● **Provided text**:
((
LinuxLists.cc - Re: [BUG] BUG: kernel NULL pointer dereference at ttm_device

2024-01-23 01:35:37

Subject: Re: [BUG] BUG: kernel NULL pointer dereference at ttm_device_init+0xb4

On Mon, 22 Jan 2024 19:29:41 -0500
"Bhardwaj, Rajneesh" <[email protected]> wrote:

>
> In one of my previous revisions of this patch when I was experimenting,
> I used something like below. Wonder if that could work in your case
> and/or in general.
>
>
> diff --git a/drivers/gpu/drm/ttm/ttm_device.c
> b/drivers/gpu/drm/ttm/ttm_device.c
>
> index 43e27ab77f95..4c3902b94be4 100644
>
> --- a/drivers/gpu/drm/ttm/ttm_device.c
>
> +++ b/drivers/gpu/drm/ttm/ttm_device.c
>
> @@ -195,6 +195,7 @@ int ttm_device_init(struct ttm_device *bdev, struct
> ttm_device_funcs *funcs,
>
> bool use_dma_alloc, bool use_dma32){
>
> struct ttm_global *glob = &ttm_glob;
>
> +bool node_has_cpu = false;
>
> int ret;
>
> if (WARN_ON(vma_manager == NULL))
>
> @@ -213,7 +214,12 @@ int ttm_device_init(struct ttm_device *bdev, struct
> ttm_device_funcs *funcs,
>
> bdev->funcs = funcs;
>
> ttm_sys_man_init(bdev);
>
> -ttm_pool_init(&bdev->pool, dev, NUMA_NO_NODE, use_dma_alloc, use_dma32);
>
> +
>
> +node_has_cpu = node_state(dev->numa_node, N_CPU);

Considering that qxl_ttm_init() passes in dev = NULL, the above would blow
up just the same.

-- Steve

>
> +if (node_has_cpu)
>
> +ttm_pool_init(&bdev->pool, dev, dev->numa_node, use_dma_alloc, use_dma32);
>
> +else
>
> +ttm_pool_init(&bdev->pool, dev, NUMA_NO_NODE, use_dma_alloc,
>
> +use_dma32);
>
> bdev->vma_manager = vma_manager;
>
> spin_lock_init(&bdev->lru_lock);
>
>
> >
> > -- Steve

2024-01-23 01:36:48

by Bhardwaj, Rajneesh

[permalink] [raw]

Subject: Re: [BUG] BUG: kernel NULL pointer dereference at ttm_device_init+0xb4

On 1/22/2024 7:34 PM, Steven Rostedt wrote:
> On Mon, 22 Jan 2024 19:29:41 -0500
> "Bhardwaj, Rajneesh" <[email protected]> wrote:
>
>> In one of my previous revisions of this patch when I was experimenting,
>> I used something like below. Wonder if that could work in your case
>> and/or in general.
))
● **What is needed**: Please answer from the mailing list thread above: what value does Steve say qxl_ttm_init() passes in for dev?

● **Supplied data**:
((
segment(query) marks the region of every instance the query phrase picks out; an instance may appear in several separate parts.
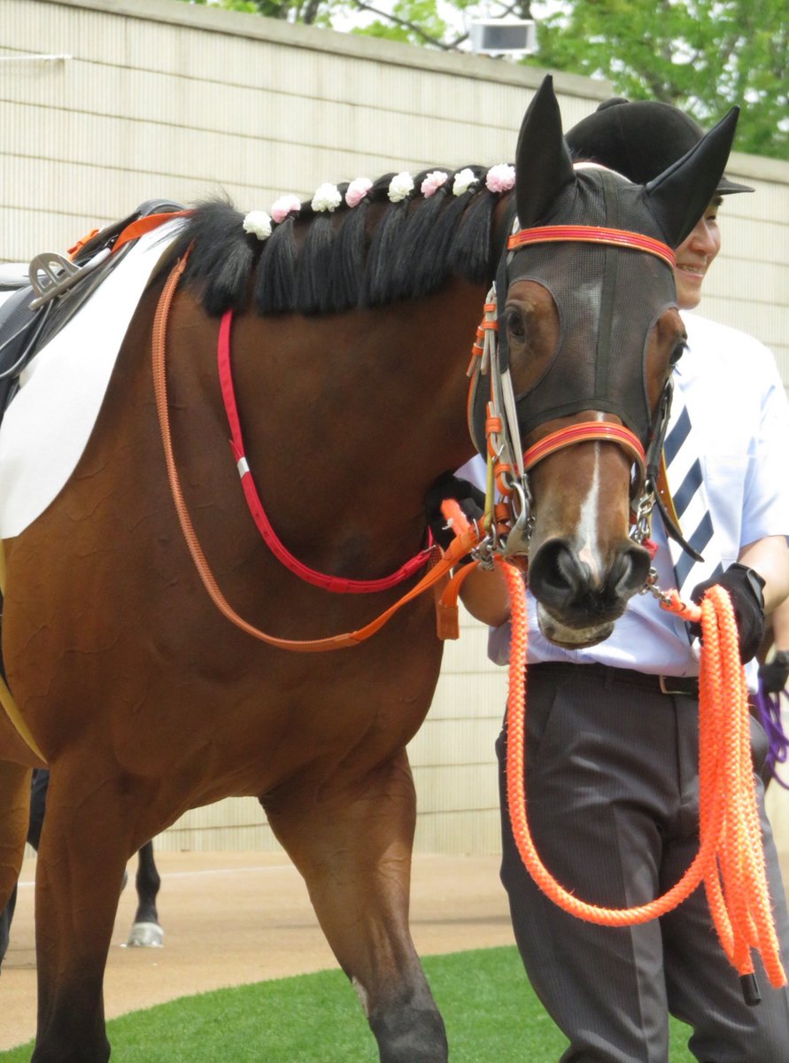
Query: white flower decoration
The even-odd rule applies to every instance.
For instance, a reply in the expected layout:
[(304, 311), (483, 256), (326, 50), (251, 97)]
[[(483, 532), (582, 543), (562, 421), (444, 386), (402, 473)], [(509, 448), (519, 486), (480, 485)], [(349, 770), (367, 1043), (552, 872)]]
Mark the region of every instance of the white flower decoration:
[(463, 196), (473, 184), (476, 184), (476, 176), (473, 170), (468, 167), (465, 170), (458, 170), (455, 174), (455, 180), (452, 182), (452, 195)]
[(267, 240), (271, 236), (271, 219), (265, 210), (250, 210), (244, 219), (245, 233), (252, 233), (258, 240)]
[(501, 195), (515, 187), (515, 167), (508, 163), (498, 163), (491, 166), (485, 178), (485, 186), (489, 192)]
[(389, 182), (388, 196), (392, 203), (400, 203), (414, 191), (414, 178), (407, 171), (396, 173)]
[(359, 205), (371, 188), (372, 181), (369, 178), (355, 178), (348, 186), (346, 203), (353, 209), (353, 207)]
[(284, 221), (289, 214), (298, 214), (299, 210), (301, 210), (301, 200), (292, 192), (281, 196), (271, 204), (271, 217), (278, 224)]
[(342, 202), (339, 188), (336, 185), (321, 185), (313, 196), (313, 209), (321, 213), (323, 210), (336, 210)]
))
● **Expected answer**: NULL